*REQUIRED ACTIONS:*
(a) Summarize the game design passage on roles and Rock, Paper, Scissors in two sentences.
(b) Quote the game design passage on roles and Rock, Paper, Scissors word for word, starting at "The Sniper Rifle is the" and ending at "on the situation.".
(c) Write what comes next in the game design passage on roles and Rock, Paper, Scissors, picking up after its last sentence.

--- PROVIDED PASSAGE Enclosed Below ---

This is where roles come in because they provide depth without increasing complexity.

The Sniper Rifle is the best weapon in some situations. The Sniper Rifle has a clear role, times and situations where it is the best. The payoff for using the Sniper Rifle is different depending on what situation you are in. This is good, because game theory tells us that if all the possible strategies have the same payoff, players will pick randomly. As game designers we want to avoid choices that don’t ultimately matter.

Roles are also good because they cause asymmetry, which demand movement. There are incentives to move from one strategy to another depending on the situation.


One of the tropes of the design community… Rock, Paper, Scissors. But it’s a terrible game!!! Every choice has the same payoffs, so you pick randomly. There is no player agency if their choice is meaningless.

It’s a cool shirt, though (www.noisebot.com)

This was easily the most controversial slide in this talk. Several people took issue with the fact that RPS is a bad game because many journalists and designers improperly use it to describe a situation where one unit strictly dominates another, like in a good RTS. But imagine a RTS game where you could only pick one unit, you had to pick it before the game started, and if you picked wrong you couldn’t possibly win, It’d be a bad game!
The reason a RTS game works is because it isn’t RPS:
– You can play mixed strategies (choose more than one kind of unit)
– Strategies have different costs to play (tanks cost more than barbarians)
– You can change strategies mid-game
– Strategies rarely have an all-or-nothing payoff (10 Air units can usually kill 1 Anti-air unit)

So I am not using RPS in the casual sense of “a game with counter-strategies” but as defined in game theory; Hopefully that clears things up a bit.

I also got a lot of people saying, “RPS is the foundation of Street Fighter!” This is true, somewhat, more than the RTS case, anyway. but imagine a turn-based game of SF where the first hit wins the match. Again, a bad game.

The reason SF works is that it is also not really RPS:
-SF is a series of RPS interactions, so things like reputation and anticipation come in.

--- End of Enclosed PROVIDED PASSAGE ---
--- DATASET EXCERPT Enclosed Below ---

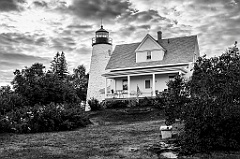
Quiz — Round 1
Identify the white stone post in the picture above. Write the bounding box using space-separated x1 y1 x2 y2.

--- End of Enclosed DATASET EXCERPT ---

*ANSWERS FOR THIS EXERCISE:*
(a) The passage argues that roles, such as the Sniper Rifle's situational strengths, add depth without adding complexity, because differing payoffs make choices matter and create incentives to move between strategies. It calls Rock, Paper, Scissors a terrible game because equal payoffs lead players to pick randomly, and it says RTS games and Street Fighter work because they are not really Rock, Paper, Scissors in the game-theory sense.

(b)
The Sniper Rifle is the best weapon in some situations. The Sniper Rifle has a clear role, times and situations where it is the best. The payoff for using the Sniper Rifle is different depending on what situation you are in. This is good, because game theory tells us that if all the possible strategies have the same payoff, players will pick randomly. As game designers we want to avoid choices that don’t ultimately matter.

Roles are also good because they cause asymmetry, which demand movement. There are incentives to move from one strategy to another depending on the situation.

(c)
-It is played very quickly, so low level decision making and muscle memory determine your strategy more than choices, so it isn’t truly random.
-And even with that, most non-expert players tend to “button-mash” which is a great example of “random strategy”

Believe me, I am not trying to insult RTS games or SF (or even Ro Sham Bo Tournament Champions) but to encourage designers to see how roles lead to non-equal payoffs, and therefore avoid random strategies.


“Rock, Paper, Scissors, Lizard, Spock” is even worse game design. (This game is from the show “The Big-Bang Theory”) It looks more interesting, but it isn’t; it is just more complicated. It will still reduce to equal payoffs and random play.


This doesn’t even make sense! (Interesting note: Halo 1 was this close to shipping without a Shotgun, which makes even less sense…)


Avoid strict dominance…Wait, what is strict dominance?


Who picked the Health Potion? The single-use health replenisher you can buy for 30 rupees?
Who picked the Piece of Heart? The totally unique health-extender you can never buy?

Right, everyone picks the Piece of Heart. (If you didn’t, it’s ok, you were probably eight.)


Iterative deletion means you remove all the dominated strategies, then you remove all the strategies that were only good against those strategies. If you cut the Tank, cut the Anti-Tank Mine. Often when you are making cuts in the final stages of production, it seems like a good idea to cut a little bit from a lot of places, but it is uaully better to cut an entire game mechanic and all of the game elements that use it. Otherwise you end up with several systems that feel like they have missing pieces, rather than a single system that is entirely absent.


After GDC I got challenged to come with an example like Rock, Paper, Scissors that is good game design, so I invented Pirates, Ninjas, Sharks. Each has their own strengths. Ninjas are better at night, but Sharks always win in the water, while Pirates come in crews, etc. A good game is one that you can argue about forever.